*** Recorded data ***

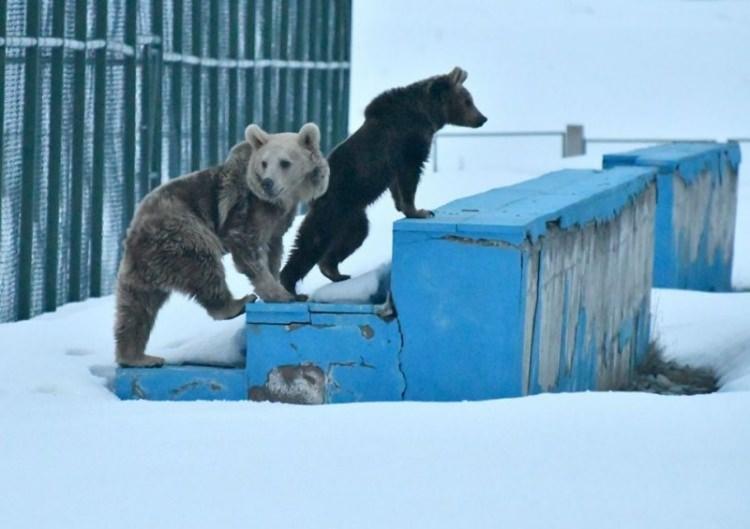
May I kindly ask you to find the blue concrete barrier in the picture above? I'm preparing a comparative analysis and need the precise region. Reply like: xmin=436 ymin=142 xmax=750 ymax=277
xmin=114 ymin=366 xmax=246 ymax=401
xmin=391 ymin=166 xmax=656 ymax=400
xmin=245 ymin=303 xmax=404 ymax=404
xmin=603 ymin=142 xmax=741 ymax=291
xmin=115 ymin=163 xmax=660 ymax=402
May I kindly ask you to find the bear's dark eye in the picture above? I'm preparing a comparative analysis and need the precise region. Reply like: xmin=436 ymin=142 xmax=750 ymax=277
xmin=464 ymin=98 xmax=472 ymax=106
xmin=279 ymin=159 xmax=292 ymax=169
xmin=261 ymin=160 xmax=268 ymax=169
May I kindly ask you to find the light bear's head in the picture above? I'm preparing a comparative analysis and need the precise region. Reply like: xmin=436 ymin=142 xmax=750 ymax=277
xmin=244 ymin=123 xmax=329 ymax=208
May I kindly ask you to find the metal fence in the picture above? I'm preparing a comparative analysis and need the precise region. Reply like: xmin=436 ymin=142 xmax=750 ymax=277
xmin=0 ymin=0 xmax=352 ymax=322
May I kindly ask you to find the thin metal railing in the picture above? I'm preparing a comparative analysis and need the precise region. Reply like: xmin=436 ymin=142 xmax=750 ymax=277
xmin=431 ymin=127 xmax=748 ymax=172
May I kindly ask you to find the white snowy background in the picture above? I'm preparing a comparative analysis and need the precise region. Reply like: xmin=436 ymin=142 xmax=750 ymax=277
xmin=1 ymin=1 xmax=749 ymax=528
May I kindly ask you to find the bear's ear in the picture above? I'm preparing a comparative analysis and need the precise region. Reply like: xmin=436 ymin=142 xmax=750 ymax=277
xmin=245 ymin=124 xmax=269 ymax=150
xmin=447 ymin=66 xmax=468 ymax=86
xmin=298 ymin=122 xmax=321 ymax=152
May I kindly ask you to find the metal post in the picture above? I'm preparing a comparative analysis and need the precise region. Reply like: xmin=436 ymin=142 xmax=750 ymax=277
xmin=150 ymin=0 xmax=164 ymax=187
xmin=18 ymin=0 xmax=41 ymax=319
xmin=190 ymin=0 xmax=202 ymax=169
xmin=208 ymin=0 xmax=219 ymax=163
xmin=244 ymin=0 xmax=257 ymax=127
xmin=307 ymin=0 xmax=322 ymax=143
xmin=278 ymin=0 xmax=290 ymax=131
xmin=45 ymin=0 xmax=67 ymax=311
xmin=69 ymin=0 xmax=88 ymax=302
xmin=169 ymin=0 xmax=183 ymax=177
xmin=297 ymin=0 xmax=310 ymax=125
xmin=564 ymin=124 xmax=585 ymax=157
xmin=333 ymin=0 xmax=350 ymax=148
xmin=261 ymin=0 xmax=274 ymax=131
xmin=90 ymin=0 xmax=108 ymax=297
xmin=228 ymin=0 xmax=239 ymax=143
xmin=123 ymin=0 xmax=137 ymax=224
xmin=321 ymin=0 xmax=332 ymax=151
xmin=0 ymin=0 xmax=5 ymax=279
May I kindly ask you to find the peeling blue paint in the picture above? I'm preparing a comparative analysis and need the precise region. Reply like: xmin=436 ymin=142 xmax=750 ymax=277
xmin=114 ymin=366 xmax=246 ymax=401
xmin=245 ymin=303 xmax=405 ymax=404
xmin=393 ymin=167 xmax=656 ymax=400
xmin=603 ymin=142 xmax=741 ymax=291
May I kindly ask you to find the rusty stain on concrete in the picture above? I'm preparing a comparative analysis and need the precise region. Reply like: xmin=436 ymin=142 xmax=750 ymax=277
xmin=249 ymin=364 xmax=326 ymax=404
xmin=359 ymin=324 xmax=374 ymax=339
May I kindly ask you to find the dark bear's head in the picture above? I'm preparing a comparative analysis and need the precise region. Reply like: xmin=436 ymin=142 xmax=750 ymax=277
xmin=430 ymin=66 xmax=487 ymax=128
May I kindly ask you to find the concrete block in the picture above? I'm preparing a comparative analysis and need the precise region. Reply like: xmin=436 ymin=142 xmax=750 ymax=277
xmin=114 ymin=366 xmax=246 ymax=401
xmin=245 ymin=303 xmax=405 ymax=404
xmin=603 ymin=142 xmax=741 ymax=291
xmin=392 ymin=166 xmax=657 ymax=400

*** End of Recorded data ***
*** Recorded data ***

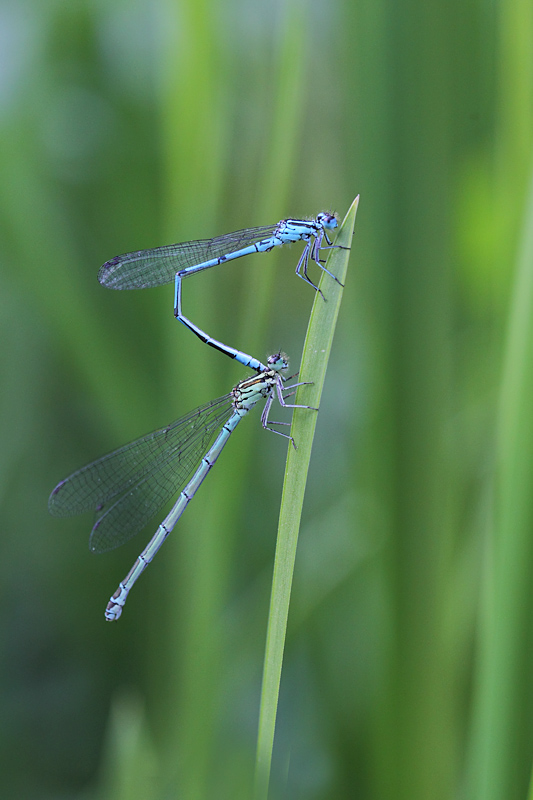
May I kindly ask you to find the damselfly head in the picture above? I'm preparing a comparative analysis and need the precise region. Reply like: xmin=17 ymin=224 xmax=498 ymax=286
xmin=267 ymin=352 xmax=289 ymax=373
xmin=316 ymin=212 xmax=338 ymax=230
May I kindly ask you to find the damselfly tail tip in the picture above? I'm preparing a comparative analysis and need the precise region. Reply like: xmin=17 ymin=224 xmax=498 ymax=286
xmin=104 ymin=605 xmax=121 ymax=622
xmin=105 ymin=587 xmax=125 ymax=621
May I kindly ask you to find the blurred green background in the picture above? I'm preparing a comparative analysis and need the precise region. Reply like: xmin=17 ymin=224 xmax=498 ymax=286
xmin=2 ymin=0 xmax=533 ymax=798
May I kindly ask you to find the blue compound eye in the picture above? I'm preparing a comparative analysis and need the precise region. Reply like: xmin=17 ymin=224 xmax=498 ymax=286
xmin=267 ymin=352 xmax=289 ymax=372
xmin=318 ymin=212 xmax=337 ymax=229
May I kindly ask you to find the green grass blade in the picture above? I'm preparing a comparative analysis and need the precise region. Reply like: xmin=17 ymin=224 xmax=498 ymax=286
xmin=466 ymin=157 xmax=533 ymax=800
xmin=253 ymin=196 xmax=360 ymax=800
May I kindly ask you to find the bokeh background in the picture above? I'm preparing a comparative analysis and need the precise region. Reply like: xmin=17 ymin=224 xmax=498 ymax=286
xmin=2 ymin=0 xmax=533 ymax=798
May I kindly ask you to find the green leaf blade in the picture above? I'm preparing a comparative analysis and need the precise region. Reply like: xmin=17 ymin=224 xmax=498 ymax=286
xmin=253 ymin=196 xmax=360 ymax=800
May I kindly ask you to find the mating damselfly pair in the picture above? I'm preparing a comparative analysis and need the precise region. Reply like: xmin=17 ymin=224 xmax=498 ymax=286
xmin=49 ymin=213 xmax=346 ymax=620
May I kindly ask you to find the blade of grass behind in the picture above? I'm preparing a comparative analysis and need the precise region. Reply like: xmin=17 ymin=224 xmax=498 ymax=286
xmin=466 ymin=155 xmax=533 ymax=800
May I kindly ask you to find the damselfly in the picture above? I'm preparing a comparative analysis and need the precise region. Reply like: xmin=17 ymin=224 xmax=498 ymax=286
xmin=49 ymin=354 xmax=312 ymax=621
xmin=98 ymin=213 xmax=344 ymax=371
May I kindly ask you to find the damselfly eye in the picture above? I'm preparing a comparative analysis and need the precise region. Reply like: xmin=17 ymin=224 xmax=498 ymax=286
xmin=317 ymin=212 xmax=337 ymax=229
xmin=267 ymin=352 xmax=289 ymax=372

*** End of Recorded data ***
*** Recorded data ***

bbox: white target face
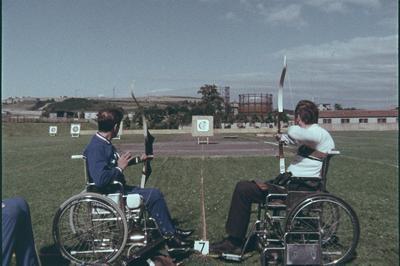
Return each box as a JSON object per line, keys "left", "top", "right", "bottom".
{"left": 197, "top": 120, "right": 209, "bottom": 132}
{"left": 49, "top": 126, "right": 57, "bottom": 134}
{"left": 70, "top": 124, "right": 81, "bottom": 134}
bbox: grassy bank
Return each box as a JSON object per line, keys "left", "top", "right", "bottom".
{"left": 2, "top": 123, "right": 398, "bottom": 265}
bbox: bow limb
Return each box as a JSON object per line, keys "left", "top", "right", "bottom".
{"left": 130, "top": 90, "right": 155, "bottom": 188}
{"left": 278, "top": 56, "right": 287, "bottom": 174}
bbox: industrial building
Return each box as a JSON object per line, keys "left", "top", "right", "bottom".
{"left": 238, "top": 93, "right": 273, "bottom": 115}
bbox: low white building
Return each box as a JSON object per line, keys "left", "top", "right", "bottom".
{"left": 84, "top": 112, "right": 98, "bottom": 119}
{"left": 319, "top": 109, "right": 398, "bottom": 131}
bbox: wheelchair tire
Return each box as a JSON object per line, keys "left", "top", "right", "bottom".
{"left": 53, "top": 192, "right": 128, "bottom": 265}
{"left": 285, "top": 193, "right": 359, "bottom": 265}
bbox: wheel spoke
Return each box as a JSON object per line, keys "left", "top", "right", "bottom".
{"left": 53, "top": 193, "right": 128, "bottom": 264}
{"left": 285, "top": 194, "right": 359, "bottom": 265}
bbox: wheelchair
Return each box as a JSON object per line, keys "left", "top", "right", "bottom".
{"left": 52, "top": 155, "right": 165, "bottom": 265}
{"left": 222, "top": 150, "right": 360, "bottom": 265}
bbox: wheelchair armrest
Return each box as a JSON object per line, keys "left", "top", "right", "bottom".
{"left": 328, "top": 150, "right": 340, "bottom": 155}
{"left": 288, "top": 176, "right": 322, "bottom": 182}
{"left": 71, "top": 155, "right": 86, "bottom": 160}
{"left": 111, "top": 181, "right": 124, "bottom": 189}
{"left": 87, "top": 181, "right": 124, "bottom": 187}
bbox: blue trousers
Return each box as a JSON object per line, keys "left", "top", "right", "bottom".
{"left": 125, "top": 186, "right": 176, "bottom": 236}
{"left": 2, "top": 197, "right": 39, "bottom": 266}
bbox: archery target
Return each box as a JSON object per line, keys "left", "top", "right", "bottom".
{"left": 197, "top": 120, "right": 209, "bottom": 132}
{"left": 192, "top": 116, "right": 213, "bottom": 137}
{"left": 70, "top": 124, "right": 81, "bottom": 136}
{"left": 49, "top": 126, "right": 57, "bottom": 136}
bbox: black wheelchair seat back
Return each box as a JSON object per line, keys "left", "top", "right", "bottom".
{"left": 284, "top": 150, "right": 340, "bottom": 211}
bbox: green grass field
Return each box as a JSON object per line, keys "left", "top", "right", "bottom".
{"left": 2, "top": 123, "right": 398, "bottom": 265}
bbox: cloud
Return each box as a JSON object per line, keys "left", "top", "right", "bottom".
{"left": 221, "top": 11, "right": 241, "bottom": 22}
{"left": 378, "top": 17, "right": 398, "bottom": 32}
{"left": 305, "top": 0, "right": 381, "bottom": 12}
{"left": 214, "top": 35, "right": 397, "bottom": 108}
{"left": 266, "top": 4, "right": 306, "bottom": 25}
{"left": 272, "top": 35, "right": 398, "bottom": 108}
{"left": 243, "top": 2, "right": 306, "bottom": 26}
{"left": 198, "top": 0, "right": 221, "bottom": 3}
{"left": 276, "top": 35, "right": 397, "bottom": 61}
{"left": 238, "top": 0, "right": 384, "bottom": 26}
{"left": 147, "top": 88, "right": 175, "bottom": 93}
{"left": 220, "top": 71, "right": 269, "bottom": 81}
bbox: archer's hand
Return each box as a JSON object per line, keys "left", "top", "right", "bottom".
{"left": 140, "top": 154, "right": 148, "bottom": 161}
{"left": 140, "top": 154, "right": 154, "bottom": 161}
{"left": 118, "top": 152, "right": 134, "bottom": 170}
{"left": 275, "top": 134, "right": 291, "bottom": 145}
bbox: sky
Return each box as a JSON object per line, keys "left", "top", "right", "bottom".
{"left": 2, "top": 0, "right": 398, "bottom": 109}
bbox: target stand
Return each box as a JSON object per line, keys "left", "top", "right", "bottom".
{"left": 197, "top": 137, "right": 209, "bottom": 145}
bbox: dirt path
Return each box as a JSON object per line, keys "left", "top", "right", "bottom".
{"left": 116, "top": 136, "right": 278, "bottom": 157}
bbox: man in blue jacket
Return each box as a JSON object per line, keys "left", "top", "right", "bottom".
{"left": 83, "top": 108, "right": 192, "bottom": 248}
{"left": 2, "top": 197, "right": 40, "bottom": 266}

*** End of Recorded data ***

__Exercise__: Every line above that holds the string "target" should be copied into the answer.

__Answer area__:
bbox: white target face
bbox: archery target
bbox: target stand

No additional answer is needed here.